SET TASK →
Reproduce the records below verbatim, from the line with "The service MUST place a point on the green leaf, one" to the line with "x=119, y=62", including both of those lines and nothing else.

○ ○ ○ ○ ○

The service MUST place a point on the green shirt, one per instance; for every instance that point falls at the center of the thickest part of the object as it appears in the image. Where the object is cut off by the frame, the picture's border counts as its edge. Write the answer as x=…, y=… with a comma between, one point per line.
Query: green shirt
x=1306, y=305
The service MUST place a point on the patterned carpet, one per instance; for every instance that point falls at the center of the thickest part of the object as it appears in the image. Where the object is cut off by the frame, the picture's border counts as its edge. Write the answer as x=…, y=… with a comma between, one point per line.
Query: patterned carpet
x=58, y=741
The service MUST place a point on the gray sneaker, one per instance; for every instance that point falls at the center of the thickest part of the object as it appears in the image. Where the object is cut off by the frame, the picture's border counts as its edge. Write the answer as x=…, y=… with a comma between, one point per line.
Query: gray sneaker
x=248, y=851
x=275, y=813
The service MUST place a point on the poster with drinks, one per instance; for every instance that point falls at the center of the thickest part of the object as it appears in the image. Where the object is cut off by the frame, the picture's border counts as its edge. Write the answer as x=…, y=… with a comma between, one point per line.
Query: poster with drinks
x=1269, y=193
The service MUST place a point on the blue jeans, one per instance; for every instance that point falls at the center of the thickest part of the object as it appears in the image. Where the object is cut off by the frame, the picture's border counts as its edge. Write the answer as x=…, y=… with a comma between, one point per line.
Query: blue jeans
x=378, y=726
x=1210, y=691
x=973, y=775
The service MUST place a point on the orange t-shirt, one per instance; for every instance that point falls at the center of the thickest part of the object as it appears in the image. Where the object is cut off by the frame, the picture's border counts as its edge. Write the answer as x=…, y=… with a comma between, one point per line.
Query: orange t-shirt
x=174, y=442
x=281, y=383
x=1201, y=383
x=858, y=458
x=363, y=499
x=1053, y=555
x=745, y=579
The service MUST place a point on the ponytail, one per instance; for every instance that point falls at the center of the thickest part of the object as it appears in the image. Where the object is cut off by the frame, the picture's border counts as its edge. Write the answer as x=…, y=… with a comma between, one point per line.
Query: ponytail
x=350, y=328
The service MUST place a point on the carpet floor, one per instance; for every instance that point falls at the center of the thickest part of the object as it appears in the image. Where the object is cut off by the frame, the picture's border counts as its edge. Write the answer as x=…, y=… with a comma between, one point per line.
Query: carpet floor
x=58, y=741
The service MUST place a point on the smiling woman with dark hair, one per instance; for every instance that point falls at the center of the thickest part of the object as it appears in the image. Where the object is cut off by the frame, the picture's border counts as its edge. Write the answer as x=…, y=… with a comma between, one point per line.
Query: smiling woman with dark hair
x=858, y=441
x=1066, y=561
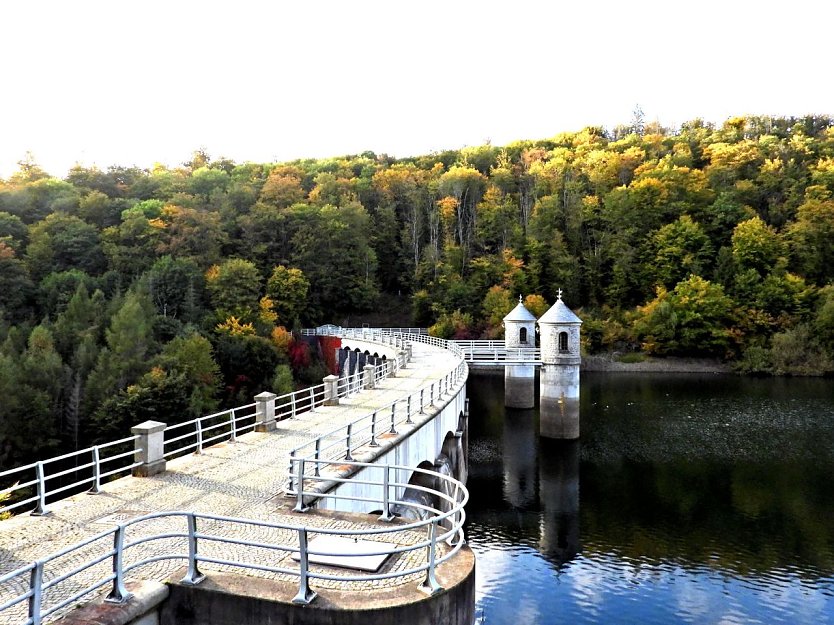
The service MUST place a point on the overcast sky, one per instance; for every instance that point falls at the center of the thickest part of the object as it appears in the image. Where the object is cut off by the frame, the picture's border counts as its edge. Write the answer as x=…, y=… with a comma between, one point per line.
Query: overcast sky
x=134, y=82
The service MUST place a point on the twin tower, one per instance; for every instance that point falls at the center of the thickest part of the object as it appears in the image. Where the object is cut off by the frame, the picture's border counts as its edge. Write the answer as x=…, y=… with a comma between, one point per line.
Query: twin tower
x=560, y=358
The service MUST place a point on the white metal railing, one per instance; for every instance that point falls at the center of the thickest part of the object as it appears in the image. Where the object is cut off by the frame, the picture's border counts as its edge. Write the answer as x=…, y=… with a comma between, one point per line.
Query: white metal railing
x=212, y=539
x=35, y=482
x=32, y=484
x=496, y=352
x=343, y=441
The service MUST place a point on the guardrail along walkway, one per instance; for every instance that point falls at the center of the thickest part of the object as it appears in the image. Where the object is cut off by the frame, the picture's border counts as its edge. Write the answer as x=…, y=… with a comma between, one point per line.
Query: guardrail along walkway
x=227, y=486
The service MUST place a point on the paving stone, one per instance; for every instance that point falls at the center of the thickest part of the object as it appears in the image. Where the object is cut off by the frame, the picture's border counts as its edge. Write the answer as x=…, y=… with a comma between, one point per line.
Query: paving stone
x=242, y=479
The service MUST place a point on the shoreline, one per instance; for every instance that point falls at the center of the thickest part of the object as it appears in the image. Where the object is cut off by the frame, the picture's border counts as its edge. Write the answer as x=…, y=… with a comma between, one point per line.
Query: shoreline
x=606, y=363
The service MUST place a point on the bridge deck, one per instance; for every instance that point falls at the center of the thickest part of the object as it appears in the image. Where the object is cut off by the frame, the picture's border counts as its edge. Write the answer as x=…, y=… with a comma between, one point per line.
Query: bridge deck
x=241, y=479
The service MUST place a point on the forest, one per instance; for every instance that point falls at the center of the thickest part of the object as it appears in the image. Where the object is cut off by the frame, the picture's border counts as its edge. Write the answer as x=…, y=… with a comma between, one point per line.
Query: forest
x=128, y=294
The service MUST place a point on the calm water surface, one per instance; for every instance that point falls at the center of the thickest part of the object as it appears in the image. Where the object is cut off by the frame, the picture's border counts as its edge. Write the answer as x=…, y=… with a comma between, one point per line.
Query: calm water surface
x=689, y=499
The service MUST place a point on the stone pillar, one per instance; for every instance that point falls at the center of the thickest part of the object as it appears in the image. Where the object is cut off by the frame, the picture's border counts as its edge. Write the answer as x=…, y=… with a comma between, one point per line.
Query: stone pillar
x=331, y=390
x=265, y=412
x=150, y=448
x=368, y=376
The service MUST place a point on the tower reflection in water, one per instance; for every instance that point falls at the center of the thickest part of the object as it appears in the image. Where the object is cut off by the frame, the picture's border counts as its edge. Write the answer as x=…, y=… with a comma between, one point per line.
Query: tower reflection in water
x=543, y=474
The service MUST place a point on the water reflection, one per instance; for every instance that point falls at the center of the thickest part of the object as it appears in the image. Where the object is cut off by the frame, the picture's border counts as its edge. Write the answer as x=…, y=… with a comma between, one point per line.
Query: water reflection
x=702, y=500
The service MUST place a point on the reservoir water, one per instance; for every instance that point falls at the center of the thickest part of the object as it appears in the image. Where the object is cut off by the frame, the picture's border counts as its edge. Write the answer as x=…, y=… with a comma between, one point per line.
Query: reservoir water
x=701, y=499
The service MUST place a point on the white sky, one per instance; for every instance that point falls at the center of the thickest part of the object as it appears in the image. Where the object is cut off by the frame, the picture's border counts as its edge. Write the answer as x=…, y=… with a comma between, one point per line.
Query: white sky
x=133, y=82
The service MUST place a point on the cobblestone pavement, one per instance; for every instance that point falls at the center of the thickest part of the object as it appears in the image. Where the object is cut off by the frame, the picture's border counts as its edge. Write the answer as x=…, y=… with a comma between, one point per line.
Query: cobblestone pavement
x=243, y=479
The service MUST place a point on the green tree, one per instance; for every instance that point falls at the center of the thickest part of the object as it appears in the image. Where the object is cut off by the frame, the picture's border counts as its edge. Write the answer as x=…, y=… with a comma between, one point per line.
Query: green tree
x=62, y=242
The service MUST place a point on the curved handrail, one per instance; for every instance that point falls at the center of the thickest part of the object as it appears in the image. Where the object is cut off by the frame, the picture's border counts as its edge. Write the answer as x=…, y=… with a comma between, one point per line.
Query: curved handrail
x=444, y=538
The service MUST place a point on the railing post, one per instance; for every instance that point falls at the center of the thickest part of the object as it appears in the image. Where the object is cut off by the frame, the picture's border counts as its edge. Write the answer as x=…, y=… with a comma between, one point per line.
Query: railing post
x=348, y=457
x=149, y=448
x=118, y=594
x=299, y=503
x=430, y=585
x=193, y=575
x=305, y=593
x=368, y=376
x=331, y=390
x=386, y=496
x=96, y=487
x=373, y=442
x=265, y=412
x=36, y=588
x=199, y=424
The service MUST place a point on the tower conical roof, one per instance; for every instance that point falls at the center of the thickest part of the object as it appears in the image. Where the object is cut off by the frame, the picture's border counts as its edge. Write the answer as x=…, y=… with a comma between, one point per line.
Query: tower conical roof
x=520, y=313
x=559, y=313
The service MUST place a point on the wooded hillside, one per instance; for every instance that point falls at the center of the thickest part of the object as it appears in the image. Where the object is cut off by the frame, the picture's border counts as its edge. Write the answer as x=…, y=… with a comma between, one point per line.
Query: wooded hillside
x=129, y=294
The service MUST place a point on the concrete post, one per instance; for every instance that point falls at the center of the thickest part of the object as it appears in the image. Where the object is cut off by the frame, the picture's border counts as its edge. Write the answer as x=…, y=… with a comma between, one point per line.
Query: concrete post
x=265, y=412
x=150, y=448
x=331, y=390
x=368, y=376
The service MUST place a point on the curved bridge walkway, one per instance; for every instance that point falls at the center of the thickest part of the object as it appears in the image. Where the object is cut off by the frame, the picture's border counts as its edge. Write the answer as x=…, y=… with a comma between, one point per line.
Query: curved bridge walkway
x=244, y=479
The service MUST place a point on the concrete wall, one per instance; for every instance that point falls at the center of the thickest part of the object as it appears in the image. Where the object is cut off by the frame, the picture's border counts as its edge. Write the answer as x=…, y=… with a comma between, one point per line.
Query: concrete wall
x=422, y=444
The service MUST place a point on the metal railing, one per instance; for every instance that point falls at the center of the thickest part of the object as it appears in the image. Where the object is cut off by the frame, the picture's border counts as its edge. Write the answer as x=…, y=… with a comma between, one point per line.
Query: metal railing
x=36, y=482
x=343, y=441
x=33, y=485
x=113, y=554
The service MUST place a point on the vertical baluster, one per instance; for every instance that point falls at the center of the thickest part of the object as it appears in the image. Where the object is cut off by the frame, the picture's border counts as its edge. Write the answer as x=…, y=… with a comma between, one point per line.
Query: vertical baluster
x=386, y=496
x=430, y=584
x=373, y=442
x=348, y=457
x=40, y=509
x=36, y=588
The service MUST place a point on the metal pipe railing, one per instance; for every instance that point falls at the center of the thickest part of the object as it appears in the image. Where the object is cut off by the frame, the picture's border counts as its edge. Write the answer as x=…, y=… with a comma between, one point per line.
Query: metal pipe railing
x=207, y=537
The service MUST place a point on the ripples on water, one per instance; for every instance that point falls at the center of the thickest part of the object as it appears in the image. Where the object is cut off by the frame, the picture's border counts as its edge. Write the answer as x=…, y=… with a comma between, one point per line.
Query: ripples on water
x=703, y=500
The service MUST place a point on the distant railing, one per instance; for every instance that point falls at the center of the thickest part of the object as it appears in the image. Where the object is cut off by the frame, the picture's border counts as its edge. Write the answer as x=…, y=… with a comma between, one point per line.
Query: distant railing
x=210, y=539
x=496, y=352
x=343, y=441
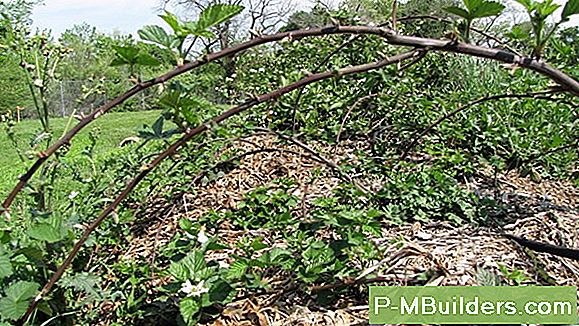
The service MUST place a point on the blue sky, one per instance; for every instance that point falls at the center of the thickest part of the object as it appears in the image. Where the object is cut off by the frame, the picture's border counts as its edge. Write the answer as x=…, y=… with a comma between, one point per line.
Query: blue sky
x=125, y=16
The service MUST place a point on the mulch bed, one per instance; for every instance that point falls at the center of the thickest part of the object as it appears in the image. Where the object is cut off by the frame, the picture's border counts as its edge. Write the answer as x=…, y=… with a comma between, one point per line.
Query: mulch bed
x=437, y=253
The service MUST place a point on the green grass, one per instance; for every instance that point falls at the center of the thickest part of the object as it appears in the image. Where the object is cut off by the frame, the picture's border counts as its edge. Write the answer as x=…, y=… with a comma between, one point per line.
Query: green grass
x=113, y=127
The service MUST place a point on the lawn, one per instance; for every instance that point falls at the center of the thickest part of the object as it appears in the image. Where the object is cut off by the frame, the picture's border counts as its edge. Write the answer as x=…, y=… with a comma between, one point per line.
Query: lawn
x=113, y=127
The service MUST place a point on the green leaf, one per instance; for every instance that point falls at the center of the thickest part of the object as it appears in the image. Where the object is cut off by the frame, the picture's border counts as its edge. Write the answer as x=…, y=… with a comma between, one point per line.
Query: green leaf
x=158, y=126
x=45, y=232
x=5, y=266
x=193, y=28
x=487, y=9
x=189, y=307
x=520, y=31
x=172, y=20
x=17, y=298
x=144, y=59
x=571, y=8
x=457, y=11
x=191, y=267
x=528, y=4
x=221, y=292
x=157, y=34
x=217, y=14
x=128, y=53
x=545, y=9
x=119, y=62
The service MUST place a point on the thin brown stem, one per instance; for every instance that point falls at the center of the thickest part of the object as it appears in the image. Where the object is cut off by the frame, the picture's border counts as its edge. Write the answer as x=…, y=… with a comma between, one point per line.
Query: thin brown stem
x=567, y=82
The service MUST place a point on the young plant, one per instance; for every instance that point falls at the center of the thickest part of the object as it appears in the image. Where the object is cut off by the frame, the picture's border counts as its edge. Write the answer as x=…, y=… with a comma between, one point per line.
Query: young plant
x=132, y=57
x=538, y=13
x=210, y=17
x=475, y=9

○ ○ ○ ○ ○

FINAL ANSWER →
The service MUST place a point on the green leaf, one per instance; for every instance that point falls at the center of the thickest part of the object as it appears in the image. Where the object is cut off by the frame, the picture's border counts as its edge. Write the answer as x=…, y=… with a comma between, one point per line.
Query: green leaf
x=158, y=126
x=45, y=232
x=5, y=266
x=193, y=28
x=487, y=9
x=189, y=307
x=520, y=31
x=172, y=20
x=17, y=298
x=144, y=59
x=571, y=8
x=457, y=11
x=191, y=267
x=528, y=4
x=221, y=292
x=157, y=34
x=217, y=14
x=128, y=53
x=545, y=9
x=119, y=62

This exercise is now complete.